Start of Data provided

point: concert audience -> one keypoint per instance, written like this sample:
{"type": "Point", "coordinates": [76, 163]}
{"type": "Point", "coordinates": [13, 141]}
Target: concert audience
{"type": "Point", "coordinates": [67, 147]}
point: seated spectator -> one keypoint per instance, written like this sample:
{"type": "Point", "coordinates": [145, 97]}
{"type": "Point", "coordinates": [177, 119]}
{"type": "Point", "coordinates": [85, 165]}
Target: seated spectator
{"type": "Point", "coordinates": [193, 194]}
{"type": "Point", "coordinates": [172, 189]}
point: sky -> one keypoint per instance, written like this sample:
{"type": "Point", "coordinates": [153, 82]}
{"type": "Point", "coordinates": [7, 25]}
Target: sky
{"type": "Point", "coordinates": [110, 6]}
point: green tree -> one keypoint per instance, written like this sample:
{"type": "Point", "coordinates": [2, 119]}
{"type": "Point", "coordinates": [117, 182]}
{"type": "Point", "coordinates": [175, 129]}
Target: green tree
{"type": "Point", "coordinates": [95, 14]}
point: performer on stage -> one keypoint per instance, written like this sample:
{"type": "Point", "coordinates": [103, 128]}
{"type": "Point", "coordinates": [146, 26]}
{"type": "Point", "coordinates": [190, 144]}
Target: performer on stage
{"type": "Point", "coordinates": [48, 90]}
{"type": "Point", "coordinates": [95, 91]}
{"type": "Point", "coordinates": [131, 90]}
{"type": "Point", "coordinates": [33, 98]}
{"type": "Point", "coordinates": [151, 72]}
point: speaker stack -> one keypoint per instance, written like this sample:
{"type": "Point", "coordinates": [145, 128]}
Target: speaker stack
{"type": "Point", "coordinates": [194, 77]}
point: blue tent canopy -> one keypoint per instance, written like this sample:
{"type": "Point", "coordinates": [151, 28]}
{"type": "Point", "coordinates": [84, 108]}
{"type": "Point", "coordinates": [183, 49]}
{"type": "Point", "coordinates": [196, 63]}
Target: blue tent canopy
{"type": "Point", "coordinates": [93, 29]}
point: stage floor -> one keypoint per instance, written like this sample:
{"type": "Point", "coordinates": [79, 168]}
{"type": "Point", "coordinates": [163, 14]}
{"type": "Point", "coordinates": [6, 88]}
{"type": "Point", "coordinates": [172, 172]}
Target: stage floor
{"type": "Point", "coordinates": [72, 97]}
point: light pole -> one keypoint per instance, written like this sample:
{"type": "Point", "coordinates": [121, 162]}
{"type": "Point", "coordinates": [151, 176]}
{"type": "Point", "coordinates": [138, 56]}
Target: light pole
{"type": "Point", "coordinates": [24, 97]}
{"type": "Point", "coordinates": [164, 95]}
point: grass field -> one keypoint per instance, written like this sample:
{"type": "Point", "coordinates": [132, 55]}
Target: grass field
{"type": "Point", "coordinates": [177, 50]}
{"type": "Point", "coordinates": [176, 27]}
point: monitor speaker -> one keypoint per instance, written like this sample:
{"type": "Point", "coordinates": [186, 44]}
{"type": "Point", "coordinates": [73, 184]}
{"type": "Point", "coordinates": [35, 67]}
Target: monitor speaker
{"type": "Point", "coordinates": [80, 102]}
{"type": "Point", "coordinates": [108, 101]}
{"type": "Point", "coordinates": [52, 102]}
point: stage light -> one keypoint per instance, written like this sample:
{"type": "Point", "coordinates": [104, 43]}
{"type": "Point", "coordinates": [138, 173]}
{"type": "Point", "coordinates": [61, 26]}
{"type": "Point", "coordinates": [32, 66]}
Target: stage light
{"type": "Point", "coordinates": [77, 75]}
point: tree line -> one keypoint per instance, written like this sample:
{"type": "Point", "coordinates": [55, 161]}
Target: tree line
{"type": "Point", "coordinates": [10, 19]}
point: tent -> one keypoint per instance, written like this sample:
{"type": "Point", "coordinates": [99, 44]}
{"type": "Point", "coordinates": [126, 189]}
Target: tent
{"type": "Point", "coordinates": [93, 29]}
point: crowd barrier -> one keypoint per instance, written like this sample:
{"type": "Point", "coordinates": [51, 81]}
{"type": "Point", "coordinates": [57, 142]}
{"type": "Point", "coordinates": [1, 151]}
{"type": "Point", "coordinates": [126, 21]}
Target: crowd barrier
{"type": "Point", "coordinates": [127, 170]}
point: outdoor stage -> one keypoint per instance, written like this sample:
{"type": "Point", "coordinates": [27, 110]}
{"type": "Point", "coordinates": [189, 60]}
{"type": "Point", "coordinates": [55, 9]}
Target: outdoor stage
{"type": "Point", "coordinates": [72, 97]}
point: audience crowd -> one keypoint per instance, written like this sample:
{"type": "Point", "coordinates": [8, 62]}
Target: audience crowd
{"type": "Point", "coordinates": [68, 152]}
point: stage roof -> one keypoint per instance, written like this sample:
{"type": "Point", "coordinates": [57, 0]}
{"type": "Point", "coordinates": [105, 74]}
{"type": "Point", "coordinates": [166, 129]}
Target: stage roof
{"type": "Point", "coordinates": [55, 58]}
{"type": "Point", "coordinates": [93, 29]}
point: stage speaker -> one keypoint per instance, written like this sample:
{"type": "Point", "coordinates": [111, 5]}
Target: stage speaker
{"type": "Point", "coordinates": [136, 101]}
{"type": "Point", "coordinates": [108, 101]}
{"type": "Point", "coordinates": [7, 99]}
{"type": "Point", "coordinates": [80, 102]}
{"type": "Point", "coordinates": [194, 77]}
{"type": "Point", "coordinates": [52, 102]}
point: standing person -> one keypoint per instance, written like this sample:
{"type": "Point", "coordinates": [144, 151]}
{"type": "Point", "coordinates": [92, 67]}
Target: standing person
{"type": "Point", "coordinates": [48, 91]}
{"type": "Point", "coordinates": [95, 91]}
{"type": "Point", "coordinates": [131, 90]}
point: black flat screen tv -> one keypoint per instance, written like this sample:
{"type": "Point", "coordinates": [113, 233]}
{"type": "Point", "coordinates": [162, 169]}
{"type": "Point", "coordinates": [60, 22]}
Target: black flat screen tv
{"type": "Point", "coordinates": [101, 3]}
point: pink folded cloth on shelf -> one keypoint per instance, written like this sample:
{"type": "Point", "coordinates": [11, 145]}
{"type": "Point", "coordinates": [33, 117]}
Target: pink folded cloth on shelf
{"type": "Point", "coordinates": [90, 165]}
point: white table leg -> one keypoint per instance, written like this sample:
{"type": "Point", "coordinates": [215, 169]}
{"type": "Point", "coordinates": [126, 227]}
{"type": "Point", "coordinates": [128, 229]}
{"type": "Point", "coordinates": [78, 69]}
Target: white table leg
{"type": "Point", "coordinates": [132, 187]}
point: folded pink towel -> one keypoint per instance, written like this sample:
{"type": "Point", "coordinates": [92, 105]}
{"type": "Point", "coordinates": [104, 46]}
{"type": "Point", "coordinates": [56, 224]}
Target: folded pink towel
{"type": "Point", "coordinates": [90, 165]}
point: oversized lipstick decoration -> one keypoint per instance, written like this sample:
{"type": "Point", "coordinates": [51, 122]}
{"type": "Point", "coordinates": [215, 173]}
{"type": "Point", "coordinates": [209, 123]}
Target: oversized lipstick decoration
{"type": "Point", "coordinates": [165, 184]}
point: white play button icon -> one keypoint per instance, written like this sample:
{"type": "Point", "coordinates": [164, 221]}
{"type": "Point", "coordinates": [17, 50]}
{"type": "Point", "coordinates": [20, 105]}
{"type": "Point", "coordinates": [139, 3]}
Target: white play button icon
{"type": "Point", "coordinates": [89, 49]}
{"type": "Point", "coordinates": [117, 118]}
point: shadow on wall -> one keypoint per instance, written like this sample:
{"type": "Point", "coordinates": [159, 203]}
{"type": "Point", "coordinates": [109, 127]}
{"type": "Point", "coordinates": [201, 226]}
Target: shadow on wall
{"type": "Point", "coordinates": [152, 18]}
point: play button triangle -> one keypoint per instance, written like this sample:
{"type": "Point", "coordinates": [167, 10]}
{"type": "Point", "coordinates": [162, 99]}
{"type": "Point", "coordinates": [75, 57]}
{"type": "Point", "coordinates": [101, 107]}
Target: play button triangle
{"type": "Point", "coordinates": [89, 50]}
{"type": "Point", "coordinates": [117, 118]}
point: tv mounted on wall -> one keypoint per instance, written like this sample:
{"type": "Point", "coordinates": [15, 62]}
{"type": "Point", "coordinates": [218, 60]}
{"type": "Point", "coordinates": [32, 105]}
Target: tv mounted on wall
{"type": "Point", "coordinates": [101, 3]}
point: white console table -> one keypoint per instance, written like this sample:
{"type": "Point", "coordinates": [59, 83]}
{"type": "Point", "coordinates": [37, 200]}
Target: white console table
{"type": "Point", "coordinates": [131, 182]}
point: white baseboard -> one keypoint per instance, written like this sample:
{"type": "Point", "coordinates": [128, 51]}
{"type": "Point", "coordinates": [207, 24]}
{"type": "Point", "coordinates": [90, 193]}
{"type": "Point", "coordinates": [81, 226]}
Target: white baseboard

End of Data provided

*How to complete this task*
Throughout the material above, report each line holding the word "baseboard".

*Answer section*
point: white baseboard -> one keypoint per instance, written like this sample:
Target: white baseboard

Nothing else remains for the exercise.